C’en est assez, je pense, pour justifier ce que j’ai avancé tout à l’heure, que la vie pénitente de Lope, si austère qu’on la suppose, ne fut pourtant pas une vie sans jouissances, et toute en dehors des intérêts humains. Il y avait seulement, dans la partie de son bonheur qui tenait à ses affections paternelles, une inquiétude qui devait naturellement s’accroître avec le temps, et risquait fort d’aboutir à des chagrins positifs. À mesure que ses enfans avançaient en âge, et devenaient plus capables de choisir un état, les chances d’être séparé d’eux devenaient plus imminentes et plus tristes pour lui.

**Relevé des données:**
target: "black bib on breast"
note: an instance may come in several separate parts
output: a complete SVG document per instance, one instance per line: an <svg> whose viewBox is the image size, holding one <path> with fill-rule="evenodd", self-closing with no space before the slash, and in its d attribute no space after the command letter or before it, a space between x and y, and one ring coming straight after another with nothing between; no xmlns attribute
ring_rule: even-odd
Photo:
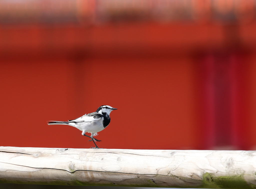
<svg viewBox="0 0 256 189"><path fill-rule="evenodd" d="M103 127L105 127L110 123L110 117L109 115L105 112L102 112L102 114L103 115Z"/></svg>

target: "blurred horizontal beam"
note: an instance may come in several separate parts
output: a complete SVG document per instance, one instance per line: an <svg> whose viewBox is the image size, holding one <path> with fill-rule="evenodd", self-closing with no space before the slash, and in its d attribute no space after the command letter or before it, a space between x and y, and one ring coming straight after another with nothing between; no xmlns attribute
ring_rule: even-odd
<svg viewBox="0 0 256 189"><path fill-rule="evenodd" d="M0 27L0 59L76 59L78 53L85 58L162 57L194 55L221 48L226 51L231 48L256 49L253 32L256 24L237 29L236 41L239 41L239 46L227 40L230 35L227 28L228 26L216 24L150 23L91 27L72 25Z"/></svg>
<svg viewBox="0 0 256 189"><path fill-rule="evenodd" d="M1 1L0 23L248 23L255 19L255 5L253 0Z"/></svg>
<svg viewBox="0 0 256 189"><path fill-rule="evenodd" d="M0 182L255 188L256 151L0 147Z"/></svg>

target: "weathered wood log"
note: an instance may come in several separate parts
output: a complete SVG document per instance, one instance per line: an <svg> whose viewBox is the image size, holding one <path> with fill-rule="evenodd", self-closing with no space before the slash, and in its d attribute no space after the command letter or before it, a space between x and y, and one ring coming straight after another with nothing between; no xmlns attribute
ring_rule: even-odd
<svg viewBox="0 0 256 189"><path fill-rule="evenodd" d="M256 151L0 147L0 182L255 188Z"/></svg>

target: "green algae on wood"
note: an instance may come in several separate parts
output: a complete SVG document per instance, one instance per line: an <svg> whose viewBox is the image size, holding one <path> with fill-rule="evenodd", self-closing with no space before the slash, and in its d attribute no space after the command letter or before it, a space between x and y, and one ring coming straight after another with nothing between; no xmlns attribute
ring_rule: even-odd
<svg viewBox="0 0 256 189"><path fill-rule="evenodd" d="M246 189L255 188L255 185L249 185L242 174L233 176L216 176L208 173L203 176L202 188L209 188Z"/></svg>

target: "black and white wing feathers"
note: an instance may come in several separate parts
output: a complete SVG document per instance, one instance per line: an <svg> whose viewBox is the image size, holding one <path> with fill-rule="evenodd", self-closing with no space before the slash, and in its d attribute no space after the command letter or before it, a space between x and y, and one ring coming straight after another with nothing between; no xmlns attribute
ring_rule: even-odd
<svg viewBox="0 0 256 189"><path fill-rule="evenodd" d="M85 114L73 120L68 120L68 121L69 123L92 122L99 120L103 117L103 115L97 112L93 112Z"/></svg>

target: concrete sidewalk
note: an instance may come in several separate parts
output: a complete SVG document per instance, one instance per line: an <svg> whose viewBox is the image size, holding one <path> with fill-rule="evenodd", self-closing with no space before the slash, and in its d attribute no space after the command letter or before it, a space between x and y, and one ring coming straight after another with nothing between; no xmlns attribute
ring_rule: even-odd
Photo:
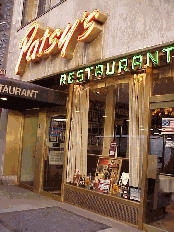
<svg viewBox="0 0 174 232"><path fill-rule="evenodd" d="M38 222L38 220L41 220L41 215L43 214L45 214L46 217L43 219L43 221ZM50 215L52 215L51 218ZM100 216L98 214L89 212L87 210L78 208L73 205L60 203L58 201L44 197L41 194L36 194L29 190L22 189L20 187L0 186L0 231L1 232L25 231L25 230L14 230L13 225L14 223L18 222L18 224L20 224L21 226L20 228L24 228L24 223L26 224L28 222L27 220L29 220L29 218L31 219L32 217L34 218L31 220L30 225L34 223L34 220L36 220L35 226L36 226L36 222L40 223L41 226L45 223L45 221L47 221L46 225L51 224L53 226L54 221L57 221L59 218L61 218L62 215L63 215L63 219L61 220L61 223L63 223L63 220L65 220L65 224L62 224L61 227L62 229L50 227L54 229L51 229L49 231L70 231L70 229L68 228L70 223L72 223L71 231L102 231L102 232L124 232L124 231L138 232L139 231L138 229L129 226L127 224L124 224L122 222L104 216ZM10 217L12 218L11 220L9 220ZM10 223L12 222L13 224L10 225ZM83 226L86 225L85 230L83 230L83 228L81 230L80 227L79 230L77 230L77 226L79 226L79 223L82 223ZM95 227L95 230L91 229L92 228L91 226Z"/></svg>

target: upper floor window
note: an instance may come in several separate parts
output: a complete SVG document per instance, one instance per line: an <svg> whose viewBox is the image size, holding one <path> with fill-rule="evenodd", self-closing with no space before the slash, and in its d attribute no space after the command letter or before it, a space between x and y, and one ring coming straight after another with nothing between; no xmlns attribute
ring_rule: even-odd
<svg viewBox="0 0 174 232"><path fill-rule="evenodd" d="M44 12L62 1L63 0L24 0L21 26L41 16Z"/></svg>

* * *

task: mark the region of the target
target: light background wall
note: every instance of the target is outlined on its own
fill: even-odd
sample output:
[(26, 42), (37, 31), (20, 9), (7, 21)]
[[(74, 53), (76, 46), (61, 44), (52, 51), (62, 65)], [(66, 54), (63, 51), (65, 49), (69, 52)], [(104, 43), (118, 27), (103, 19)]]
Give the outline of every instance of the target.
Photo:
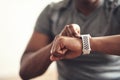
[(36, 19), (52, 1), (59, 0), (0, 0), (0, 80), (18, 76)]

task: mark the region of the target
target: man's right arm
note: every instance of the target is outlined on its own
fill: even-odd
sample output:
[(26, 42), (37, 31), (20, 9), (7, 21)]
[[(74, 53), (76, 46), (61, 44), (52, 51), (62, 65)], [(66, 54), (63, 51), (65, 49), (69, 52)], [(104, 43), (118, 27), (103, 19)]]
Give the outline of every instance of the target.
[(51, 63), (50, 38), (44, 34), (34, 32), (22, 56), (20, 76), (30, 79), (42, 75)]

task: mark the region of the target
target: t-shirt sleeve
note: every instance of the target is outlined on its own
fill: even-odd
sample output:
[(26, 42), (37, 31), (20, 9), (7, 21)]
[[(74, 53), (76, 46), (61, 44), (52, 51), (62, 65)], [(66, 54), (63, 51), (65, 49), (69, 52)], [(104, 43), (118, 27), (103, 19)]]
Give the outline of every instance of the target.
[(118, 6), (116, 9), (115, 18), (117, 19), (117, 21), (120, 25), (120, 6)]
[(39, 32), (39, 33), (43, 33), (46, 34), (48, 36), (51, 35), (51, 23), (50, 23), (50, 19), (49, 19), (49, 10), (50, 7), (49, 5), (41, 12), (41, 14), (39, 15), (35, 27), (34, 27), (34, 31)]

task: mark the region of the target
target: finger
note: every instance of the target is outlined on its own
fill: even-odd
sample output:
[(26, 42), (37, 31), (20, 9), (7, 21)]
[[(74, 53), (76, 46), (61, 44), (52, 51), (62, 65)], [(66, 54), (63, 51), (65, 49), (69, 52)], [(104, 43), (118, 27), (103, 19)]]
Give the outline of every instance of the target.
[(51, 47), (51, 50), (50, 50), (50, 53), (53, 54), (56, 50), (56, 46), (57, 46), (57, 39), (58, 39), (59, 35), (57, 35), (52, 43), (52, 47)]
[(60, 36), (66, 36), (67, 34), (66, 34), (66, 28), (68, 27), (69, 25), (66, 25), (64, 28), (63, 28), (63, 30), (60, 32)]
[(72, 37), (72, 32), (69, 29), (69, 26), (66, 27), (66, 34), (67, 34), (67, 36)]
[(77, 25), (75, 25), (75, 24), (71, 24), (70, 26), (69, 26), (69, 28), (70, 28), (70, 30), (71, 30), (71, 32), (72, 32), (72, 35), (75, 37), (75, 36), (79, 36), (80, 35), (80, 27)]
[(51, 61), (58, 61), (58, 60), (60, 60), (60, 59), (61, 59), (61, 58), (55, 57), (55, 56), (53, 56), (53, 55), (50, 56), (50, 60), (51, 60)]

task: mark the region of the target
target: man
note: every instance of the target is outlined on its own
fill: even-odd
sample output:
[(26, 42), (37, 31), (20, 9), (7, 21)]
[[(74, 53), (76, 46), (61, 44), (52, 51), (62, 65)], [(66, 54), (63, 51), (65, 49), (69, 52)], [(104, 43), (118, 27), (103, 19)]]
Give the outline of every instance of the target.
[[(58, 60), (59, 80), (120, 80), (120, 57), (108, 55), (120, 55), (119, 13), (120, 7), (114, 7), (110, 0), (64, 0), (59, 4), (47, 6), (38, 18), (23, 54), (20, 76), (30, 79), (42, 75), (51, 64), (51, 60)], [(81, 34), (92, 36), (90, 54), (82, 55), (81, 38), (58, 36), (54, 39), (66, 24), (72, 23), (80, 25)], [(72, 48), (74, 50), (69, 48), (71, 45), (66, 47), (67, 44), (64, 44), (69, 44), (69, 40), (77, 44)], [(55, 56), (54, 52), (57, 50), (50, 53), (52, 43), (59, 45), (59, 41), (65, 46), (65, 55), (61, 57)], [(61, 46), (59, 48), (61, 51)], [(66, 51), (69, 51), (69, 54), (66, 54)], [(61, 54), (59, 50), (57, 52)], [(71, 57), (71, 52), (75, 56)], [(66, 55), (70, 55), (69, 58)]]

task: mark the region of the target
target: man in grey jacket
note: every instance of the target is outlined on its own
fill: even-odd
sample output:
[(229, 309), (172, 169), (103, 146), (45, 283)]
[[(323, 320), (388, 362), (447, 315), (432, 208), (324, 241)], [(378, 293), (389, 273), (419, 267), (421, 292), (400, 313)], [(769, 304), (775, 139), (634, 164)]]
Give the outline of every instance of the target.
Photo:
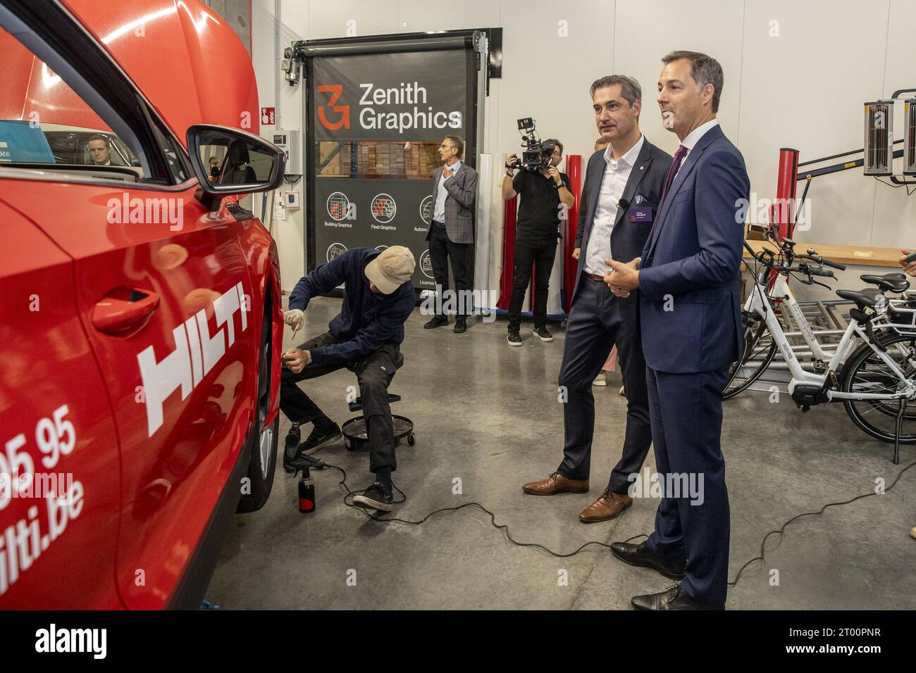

**Exercice écrit 1:** Traduisez en anglais cette phrase du texte sur Lope : « À mesure que ses enfans avançaient en âge, et devenaient plus capables de choisir un état, les chances d’être séparé d’eux devenaient plus imminentes et plus tristes pour lui. »
**Exercice écrit 2:** Reportez à l'identique les lignes des enregistrements situées entre celle qui contient « target: upper floor window » et celle qui contient « 12L62 1L63 0L24 », ces deux lignes comprises.

**Réponse 1:** As his children grew older and became more able to choose a calling, the chances of being separated from them grew more imminent and more painful for him.

**Réponse 2:**
target: upper floor window
note: an instance may come in several separate parts
output: a complete SVG document per instance, one instance per line: an <svg> whose viewBox is the image size, holding one <path> with fill-rule="evenodd", self-closing with no space before the slash, and in its d attribute no space after the command letter or before it, a space between x and y, and one ring coming straight after another with nothing between; no xmlns attribute
ring_rule: even-odd
<svg viewBox="0 0 174 232"><path fill-rule="evenodd" d="M44 12L62 1L63 0L24 0L21 26L41 16Z"/></svg>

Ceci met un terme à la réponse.